Exercise prompt:
Write the data out again, exactly as given.

◇ ◇ ◇

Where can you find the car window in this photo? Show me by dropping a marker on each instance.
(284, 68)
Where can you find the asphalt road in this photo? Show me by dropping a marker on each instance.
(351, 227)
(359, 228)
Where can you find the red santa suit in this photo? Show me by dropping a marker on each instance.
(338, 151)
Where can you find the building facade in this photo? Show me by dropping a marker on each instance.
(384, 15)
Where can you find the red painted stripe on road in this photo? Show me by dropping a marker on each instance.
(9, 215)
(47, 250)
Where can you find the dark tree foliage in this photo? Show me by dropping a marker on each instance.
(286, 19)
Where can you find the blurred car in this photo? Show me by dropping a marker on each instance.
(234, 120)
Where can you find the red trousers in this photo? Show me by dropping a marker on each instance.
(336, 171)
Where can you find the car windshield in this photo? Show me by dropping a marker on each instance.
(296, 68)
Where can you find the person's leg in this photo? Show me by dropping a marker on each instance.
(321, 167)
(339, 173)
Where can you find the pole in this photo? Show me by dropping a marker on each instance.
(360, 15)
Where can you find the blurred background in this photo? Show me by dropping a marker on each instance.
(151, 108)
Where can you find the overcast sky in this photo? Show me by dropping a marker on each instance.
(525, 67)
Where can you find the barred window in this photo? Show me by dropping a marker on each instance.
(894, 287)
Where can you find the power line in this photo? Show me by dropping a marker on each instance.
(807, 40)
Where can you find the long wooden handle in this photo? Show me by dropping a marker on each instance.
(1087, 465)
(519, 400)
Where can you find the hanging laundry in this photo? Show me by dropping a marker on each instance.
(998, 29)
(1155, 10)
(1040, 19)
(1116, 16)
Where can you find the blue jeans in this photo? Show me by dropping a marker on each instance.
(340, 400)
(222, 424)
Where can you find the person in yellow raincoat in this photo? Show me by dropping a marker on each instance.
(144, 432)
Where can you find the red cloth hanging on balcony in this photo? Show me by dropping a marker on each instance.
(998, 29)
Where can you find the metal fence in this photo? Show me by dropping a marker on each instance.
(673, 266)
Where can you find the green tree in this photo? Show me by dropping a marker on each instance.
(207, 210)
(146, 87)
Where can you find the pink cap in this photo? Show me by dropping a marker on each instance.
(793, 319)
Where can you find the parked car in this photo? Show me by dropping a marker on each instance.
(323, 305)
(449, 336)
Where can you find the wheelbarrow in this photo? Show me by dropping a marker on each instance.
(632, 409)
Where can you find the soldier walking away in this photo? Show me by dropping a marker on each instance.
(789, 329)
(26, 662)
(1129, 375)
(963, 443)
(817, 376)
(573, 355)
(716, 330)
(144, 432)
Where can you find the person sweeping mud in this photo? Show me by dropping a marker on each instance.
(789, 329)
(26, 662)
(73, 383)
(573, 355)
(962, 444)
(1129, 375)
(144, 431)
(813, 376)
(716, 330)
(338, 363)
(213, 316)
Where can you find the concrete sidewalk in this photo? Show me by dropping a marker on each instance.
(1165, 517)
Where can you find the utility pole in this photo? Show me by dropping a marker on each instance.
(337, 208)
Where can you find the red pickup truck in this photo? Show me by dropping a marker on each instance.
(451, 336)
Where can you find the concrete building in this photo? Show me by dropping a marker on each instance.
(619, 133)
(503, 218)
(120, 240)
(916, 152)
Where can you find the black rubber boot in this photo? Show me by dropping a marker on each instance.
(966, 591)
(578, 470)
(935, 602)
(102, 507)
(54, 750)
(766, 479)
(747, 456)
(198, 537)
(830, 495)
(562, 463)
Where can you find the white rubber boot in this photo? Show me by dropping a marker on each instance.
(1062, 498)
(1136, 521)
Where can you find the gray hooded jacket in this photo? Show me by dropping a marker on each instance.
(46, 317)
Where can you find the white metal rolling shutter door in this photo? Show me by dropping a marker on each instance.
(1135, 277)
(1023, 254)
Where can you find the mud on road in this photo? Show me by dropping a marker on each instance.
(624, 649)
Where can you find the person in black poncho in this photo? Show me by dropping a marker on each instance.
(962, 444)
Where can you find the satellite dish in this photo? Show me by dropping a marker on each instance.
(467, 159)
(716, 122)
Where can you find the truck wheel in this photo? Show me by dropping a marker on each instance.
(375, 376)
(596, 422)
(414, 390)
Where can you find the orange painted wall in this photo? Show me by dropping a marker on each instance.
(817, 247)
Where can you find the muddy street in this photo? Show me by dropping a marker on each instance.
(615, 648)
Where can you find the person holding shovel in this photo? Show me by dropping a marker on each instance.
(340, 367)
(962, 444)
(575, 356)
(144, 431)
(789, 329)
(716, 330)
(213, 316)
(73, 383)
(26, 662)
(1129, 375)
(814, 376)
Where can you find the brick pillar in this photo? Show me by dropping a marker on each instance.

◇ ◇ ◇

Final result:
Where can you find the car window in this photo? Show me by dropping a marker on each instance.
(284, 68)
Where can you find the asphalt road in this photo? Show me by dropping a marker on each instance.
(351, 227)
(359, 228)
Where can you find the red santa suit in this photo? Show me by dropping a marker on each instance.
(338, 151)
Where can you find the building facade in this photo? Show me by dropping a marker on each instance.
(384, 15)
Where can you find the red painted stripe on road in this photo? Show me by dropping a marker on each instance.
(9, 215)
(47, 250)
Where can you find the dark tree foliage in this photo? Show me by dropping a marker on each instance.
(286, 19)
Where can you find the blurred car in this photo? Show me by dropping a marker on each instance.
(234, 120)
Where can you find the red trousers in this photo? Show me by dropping a marker on each instance.
(336, 171)
Where can you find the car windshield in this photo? Show me by dropping a marker on each instance.
(296, 68)
Where can you find the person's leg in this photo? Show me by dropping a marker on each instance.
(321, 167)
(339, 173)
Where can you find the pole in this photo? Show me by dropping a marker on each instance.
(360, 15)
Where can you find the blurred background in this photo? Show me by dropping a marker on each instance.
(151, 108)
Where can you find the overcast sky in this photo? Show me by dropping a marker on each instance.
(525, 67)
Where can you find the barred window in this photo? Show me by dropping a marker on each instance.
(894, 287)
Where can you find the power line in this photo? Show me by dropping a marker on each instance.
(807, 40)
Where can you find the long wooden handle in this photo? Show me by dropping a marker on each instance.
(1087, 465)
(519, 400)
Where can you find the hanging laundry in this photo? Show me by dropping a marker on each instance.
(998, 29)
(1155, 10)
(1040, 19)
(1116, 16)
Where can you find the blue jeans in this photo? Show me by dropping a marker on each instance.
(340, 400)
(222, 424)
Where can you find the person in yellow raincoat in this photo? Show me by dropping a marker on each instance.
(144, 432)
Where can you find the red cloth hanging on balcony in this photo? Show me by dropping a marker on each instance.
(998, 29)
Where can you find the metal fence in this photo? Show me by dropping a marker on each instance.
(673, 266)
Where can you find the green tree in this photo? Show me by dropping a marker on each instance.
(207, 210)
(146, 87)
Where can you find the pink cap in this photo? Show me by dropping a marker on each instance.
(793, 319)
Where can you find the parked car in this photo? Show me by dropping a marker on each instance.
(323, 305)
(449, 336)
Where can you find the wheelbarrow in this photo? Show me by dropping a marker on each instance.
(632, 409)
Where can you find the soldier walking away in this photo? Show me by dropping a marker on each instance.
(789, 329)
(26, 662)
(1129, 375)
(963, 443)
(817, 376)
(573, 355)
(716, 330)
(144, 432)
Where can you find the person sweeping mud in this photo? Show me by dropping a marker on each instance.
(789, 329)
(26, 662)
(73, 383)
(573, 355)
(962, 444)
(1129, 375)
(144, 431)
(813, 376)
(716, 330)
(338, 363)
(213, 316)
Where can you find the concrete sidewalk in this photo? Show me by dropping a marker on each instance.
(1165, 517)
Where can you find the utility pole in this photo? Show me by dropping a marker on each instance.
(337, 208)
Where can you find the red pickup truck in this photo? Show me by dropping a marker on each instance.
(451, 336)
Where can you find the concrete building in this photo? Show me by dropping a marker on each instance.
(619, 133)
(503, 218)
(120, 240)
(916, 152)
Where can you find the black rubber boot in this photo? Show me by dropping a marker on each instance.
(966, 591)
(578, 470)
(935, 602)
(102, 507)
(54, 750)
(766, 479)
(747, 456)
(198, 537)
(830, 495)
(562, 463)
Where can you find the white rubber boot in this photo? Show me by dropping a marker on each instance.
(1062, 498)
(1136, 521)
Where can you find the gray hooded jacket in this photo? Show me by dropping a marker on each instance.
(46, 317)
Where can you find the white metal rolling shutter door in this photo? Show me by dropping a marker on each instance.
(1135, 277)
(1023, 254)
Where can you find the mud on road in this photo? Show me by dropping a marker on each instance.
(624, 649)
Where can you find the person in black poncho in this photo? Show me by dropping a marker on each instance.
(962, 444)
Where can you find the satellite dish in this photo? Show me by dropping a marker on each instance.
(467, 159)
(716, 122)
Where can you find the truck wheel in this photo? Show me by dropping a marker on each instance.
(375, 376)
(596, 422)
(414, 390)
Where can you find the orange painted wall in this photo? Show me by dropping a marker on each instance.
(817, 247)
Where can you find the muddy street in this photo? Show me by dropping a marker on each instance.
(615, 648)
Where can you find the person holding shovel in this photo? Show me by dropping a marker on each instance.
(340, 367)
(962, 444)
(575, 356)
(144, 431)
(789, 329)
(716, 330)
(213, 316)
(73, 383)
(26, 662)
(1129, 375)
(814, 376)
Where can you find the brick pillar in this photo? Show me by dropping a marker on each instance.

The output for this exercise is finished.